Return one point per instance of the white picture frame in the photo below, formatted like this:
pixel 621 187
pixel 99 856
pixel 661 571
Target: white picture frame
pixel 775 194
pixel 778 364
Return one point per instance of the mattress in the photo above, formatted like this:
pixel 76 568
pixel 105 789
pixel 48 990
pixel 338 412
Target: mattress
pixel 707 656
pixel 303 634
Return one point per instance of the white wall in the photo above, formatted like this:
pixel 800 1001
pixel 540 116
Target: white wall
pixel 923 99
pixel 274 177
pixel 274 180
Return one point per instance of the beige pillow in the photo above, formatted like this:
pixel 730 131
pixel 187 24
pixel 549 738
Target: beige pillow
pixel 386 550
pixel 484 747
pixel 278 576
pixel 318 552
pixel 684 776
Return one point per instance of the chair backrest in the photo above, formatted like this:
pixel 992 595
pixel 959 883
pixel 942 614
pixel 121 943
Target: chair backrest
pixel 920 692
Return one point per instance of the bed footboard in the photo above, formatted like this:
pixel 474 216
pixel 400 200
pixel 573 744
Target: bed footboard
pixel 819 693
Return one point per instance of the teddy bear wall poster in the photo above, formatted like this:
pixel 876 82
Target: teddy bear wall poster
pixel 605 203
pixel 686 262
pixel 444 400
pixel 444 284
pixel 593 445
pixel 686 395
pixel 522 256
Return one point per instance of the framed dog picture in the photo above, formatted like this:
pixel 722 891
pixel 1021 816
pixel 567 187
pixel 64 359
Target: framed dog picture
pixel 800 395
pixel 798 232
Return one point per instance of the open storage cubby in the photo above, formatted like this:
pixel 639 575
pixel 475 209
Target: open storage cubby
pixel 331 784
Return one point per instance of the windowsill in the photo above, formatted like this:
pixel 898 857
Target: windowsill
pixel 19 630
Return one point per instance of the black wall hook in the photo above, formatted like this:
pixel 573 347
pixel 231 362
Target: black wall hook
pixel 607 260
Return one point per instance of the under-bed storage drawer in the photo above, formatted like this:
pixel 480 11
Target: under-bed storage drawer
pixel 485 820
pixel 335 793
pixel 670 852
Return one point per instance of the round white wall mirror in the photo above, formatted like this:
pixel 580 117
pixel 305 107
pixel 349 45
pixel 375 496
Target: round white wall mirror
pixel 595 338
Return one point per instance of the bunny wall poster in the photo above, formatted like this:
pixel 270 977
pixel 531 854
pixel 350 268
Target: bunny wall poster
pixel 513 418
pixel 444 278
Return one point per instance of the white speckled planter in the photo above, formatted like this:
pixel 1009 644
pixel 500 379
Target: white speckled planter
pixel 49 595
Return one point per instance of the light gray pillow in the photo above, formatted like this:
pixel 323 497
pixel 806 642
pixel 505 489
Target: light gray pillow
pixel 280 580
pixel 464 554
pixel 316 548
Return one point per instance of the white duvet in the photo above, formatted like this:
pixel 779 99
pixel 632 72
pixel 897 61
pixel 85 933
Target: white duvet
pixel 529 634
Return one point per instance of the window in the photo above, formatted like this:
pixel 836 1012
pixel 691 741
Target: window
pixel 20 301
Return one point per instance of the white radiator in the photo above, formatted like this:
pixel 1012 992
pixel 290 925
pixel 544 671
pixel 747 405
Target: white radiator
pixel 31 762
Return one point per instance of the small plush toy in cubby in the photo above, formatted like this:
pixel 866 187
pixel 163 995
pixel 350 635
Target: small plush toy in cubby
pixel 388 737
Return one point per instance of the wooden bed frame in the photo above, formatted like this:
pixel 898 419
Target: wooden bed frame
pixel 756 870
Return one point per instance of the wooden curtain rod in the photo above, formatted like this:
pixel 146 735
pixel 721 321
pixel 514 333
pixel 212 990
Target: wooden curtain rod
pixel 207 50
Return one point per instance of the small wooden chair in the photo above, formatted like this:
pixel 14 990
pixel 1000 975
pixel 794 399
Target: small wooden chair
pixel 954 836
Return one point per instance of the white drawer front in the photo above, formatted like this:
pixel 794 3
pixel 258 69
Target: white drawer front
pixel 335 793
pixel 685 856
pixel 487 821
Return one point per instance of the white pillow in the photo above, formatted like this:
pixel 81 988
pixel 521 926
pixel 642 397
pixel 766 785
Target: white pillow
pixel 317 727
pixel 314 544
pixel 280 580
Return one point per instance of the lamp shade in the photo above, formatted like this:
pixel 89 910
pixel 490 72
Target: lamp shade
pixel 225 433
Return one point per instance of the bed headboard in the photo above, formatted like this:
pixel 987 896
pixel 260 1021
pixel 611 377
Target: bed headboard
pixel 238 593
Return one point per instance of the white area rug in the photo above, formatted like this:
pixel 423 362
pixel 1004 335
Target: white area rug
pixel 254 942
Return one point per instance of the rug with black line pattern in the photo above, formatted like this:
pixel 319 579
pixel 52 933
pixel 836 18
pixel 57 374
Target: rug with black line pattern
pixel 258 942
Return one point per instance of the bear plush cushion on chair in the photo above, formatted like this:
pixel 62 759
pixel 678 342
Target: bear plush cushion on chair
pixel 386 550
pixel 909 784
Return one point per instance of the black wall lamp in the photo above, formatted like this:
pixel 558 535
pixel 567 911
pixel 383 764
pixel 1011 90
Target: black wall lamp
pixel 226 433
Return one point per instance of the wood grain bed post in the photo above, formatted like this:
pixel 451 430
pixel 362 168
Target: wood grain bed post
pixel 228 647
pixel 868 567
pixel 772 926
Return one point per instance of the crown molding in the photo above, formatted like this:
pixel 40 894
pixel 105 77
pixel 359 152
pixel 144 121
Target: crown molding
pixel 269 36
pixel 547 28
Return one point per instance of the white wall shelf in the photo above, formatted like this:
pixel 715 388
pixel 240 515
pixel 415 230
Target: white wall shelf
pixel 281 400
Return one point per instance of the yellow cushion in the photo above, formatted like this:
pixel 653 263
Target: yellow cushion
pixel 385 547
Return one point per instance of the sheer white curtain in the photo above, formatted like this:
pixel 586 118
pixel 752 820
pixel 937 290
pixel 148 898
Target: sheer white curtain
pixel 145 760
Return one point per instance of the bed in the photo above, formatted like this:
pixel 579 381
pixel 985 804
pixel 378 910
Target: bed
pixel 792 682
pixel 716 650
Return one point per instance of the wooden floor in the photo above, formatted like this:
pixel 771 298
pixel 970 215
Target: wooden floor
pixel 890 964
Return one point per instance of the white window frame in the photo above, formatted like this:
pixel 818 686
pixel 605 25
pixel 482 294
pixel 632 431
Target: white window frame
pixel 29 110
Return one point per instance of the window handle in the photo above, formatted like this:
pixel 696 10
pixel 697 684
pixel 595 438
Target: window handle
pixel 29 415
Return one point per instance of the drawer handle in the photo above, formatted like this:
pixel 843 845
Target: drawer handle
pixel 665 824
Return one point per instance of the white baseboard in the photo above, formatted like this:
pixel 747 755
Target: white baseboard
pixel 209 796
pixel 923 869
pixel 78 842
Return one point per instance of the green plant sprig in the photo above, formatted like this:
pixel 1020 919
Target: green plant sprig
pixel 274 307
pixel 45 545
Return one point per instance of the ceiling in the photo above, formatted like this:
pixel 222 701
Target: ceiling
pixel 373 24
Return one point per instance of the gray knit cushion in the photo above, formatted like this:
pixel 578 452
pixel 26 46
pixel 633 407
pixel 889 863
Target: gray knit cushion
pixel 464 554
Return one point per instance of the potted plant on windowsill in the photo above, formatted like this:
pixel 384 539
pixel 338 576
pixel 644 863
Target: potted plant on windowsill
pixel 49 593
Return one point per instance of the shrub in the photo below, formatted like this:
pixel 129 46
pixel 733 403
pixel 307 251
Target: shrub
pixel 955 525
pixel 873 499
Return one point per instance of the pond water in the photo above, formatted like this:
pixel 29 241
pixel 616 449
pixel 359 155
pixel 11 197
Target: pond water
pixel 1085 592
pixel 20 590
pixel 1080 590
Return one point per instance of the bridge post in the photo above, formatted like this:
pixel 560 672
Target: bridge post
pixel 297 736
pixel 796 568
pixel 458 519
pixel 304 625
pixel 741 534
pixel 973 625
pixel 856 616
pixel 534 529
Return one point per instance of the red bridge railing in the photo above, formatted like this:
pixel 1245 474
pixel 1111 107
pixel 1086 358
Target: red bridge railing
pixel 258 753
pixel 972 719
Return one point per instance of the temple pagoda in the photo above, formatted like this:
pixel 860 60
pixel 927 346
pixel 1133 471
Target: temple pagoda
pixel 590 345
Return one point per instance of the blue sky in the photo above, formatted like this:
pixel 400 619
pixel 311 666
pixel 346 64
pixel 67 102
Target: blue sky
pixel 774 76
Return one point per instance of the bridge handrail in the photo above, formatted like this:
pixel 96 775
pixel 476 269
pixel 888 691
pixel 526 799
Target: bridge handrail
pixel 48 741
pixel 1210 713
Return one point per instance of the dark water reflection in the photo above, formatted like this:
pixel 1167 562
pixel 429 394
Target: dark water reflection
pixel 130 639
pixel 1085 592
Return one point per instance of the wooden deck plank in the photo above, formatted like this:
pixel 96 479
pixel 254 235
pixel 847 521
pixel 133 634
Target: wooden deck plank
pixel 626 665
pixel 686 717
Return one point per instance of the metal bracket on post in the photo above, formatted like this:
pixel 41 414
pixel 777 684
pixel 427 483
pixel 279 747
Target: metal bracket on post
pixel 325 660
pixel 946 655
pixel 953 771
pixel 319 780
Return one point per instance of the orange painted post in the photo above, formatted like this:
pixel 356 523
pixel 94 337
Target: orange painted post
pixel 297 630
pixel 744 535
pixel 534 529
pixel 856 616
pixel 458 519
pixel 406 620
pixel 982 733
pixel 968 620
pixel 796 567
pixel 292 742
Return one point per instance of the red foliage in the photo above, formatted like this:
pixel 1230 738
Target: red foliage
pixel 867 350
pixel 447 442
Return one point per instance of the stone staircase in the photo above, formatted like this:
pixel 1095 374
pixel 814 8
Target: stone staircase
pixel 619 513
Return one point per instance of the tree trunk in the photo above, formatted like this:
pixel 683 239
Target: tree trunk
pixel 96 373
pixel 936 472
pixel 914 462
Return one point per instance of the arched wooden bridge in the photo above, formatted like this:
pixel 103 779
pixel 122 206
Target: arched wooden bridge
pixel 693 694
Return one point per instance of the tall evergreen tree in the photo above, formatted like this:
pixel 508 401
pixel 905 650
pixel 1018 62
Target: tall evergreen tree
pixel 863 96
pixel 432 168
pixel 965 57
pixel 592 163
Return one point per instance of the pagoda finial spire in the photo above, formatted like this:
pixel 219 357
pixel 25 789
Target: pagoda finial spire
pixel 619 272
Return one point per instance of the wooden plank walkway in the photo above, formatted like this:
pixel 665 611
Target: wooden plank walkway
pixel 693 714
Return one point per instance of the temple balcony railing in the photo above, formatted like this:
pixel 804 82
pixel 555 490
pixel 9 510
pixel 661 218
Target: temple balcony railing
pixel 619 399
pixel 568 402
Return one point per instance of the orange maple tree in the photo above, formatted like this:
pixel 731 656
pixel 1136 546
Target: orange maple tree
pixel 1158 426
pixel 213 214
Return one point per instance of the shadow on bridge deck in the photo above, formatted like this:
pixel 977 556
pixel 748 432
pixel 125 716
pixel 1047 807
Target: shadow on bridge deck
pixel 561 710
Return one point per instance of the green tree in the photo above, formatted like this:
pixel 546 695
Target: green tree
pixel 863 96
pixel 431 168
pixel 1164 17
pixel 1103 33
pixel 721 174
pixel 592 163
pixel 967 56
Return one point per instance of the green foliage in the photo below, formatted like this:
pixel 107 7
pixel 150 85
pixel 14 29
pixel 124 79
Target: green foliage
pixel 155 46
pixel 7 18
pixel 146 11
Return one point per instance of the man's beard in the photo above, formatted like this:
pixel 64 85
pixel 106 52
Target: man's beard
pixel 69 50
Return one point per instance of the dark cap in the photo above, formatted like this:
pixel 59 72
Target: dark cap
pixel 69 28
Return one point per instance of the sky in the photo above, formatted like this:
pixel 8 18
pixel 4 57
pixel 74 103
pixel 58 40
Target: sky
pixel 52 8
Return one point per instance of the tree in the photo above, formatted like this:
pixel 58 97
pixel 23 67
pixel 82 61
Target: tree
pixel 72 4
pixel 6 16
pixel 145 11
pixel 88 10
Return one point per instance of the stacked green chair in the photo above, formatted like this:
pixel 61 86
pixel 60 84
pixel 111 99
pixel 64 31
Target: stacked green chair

══════════

> _Problem to work on_:
Put the lines of the records above into a numbered list, starting at the line with "Return one point per instance of the dark cap" and running through the last line of the records. Leave out blank lines.

> _Task output_:
1. Return one point per instance of the dark cap in the photo above, formatted like this:
2. pixel 59 72
3. Target: dark cap
4. pixel 69 28
5. Return one point per instance of the sky in the photo above, formatted like this:
6. pixel 8 18
7. pixel 4 57
8. pixel 74 103
9. pixel 58 40
10. Target: sky
11. pixel 52 8
12. Return one point per instance of the tree in the photo above, formatted like this:
13. pixel 58 97
14. pixel 23 67
15. pixel 82 61
16. Target: tree
17. pixel 72 4
18. pixel 6 16
19. pixel 145 11
20. pixel 88 10
21. Return one point per instance of the stacked green chair in the photo above, formatted like this:
22. pixel 61 86
23. pixel 60 84
24. pixel 111 99
25. pixel 64 31
26. Target: stacked green chair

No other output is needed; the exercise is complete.